[[ Document passage open ]]

This posting was written by Jeffrey May, Editor of CCH Trade Regulation Reporter.
A radiologist who was excluded from two New Jersey hospitals after the hospitals’ operator selected a new exclusive radiology provider lacked antitrust standing to pursue boycott and monopoly claims, the U.S. Court of Appeals in Philadelphia decided earlier this week.
Nearly a decade ago, the radiologist filed his antitrust claims, alleging the hospital operator, its director of radiology, and two radiology physician groups conspired to boycott him in the local radiology market and used illegal tying arrangements to link radiology services to hospital services. He also alleged that exclusive radiology provider contracts were intended to monopolize the outpatient and hospital radiology markets.
The cardiologist failed to establish a nexus between his purported exclusion from the market for radiology jobs and the anticompetitive effects of the alleged conduct, the court ruled.
Because the complaining radiologist obtained a position with a nearby hospital within two weeks of his termination the original radiology group, he could not show that he was excluded entirely from the market.

[[ Document passage closed ]]

Task list>
1. Echo the part of the radiology antitrust passage that opens with the words containing "The cardiologist failed" and closes with "from the market.".
2. Name every market that the radiology antitrust passage mentions.
3. According to the radiology antitrust passage, how soon after his termination did the complaining radiologist obtain a position with a nearby hospital?
The rows that follow have no connection to the radiology antitrust passage.

[[ Provided data open ]]

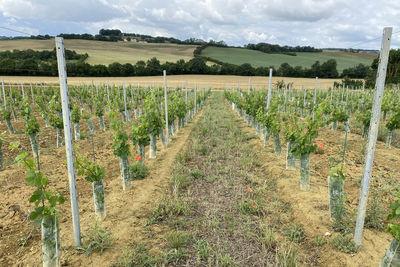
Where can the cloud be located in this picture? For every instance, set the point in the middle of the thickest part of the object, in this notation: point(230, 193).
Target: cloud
point(69, 11)
point(319, 23)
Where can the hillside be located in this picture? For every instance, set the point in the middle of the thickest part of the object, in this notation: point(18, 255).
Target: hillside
point(239, 56)
point(108, 52)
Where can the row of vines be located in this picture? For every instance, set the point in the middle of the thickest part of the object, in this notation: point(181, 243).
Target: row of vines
point(136, 119)
point(298, 116)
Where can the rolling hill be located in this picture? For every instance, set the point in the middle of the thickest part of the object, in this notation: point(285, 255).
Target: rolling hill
point(108, 52)
point(239, 56)
point(130, 52)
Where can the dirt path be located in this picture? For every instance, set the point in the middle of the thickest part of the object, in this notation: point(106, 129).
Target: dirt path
point(125, 209)
point(311, 209)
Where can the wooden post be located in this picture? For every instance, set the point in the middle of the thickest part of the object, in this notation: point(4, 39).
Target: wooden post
point(373, 134)
point(22, 89)
point(126, 111)
point(166, 106)
point(269, 88)
point(62, 73)
point(33, 99)
point(315, 97)
point(4, 94)
point(186, 93)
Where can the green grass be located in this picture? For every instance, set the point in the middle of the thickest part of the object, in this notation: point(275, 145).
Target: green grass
point(257, 59)
point(109, 52)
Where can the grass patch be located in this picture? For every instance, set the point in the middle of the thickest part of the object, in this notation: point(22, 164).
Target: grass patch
point(96, 240)
point(177, 239)
point(138, 171)
point(295, 233)
point(168, 207)
point(344, 243)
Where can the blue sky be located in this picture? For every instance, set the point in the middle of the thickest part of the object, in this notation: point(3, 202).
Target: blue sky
point(319, 23)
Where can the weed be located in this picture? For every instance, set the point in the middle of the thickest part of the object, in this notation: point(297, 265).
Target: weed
point(177, 239)
point(269, 238)
point(174, 256)
point(197, 174)
point(184, 157)
point(138, 171)
point(97, 239)
point(346, 222)
point(344, 243)
point(248, 207)
point(224, 260)
point(168, 207)
point(295, 233)
point(138, 257)
point(178, 182)
point(319, 241)
point(375, 213)
point(287, 256)
point(204, 249)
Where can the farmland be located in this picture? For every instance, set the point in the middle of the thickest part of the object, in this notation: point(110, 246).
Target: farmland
point(203, 81)
point(240, 56)
point(219, 192)
point(108, 52)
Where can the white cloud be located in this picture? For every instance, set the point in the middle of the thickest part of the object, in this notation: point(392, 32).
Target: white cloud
point(320, 23)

[[ Provided data closed ]]

Answers for the tasks>
1.
The cardiologist failed to establish a nexus between his purported exclusion from the market for radiology jobs and the anticompetitive effects of the alleged conduct, the court ruled.
Because the complaining radiologist obtained a position with a nearby hospital within two weeks of his termination the original radiology group, he could not show that he was excluded entirely from the market.

2. The local radiology market, the outpatient radiology market, the hospital radiology market, and the market for radiology jobs.

3. Within two weeks of his termination.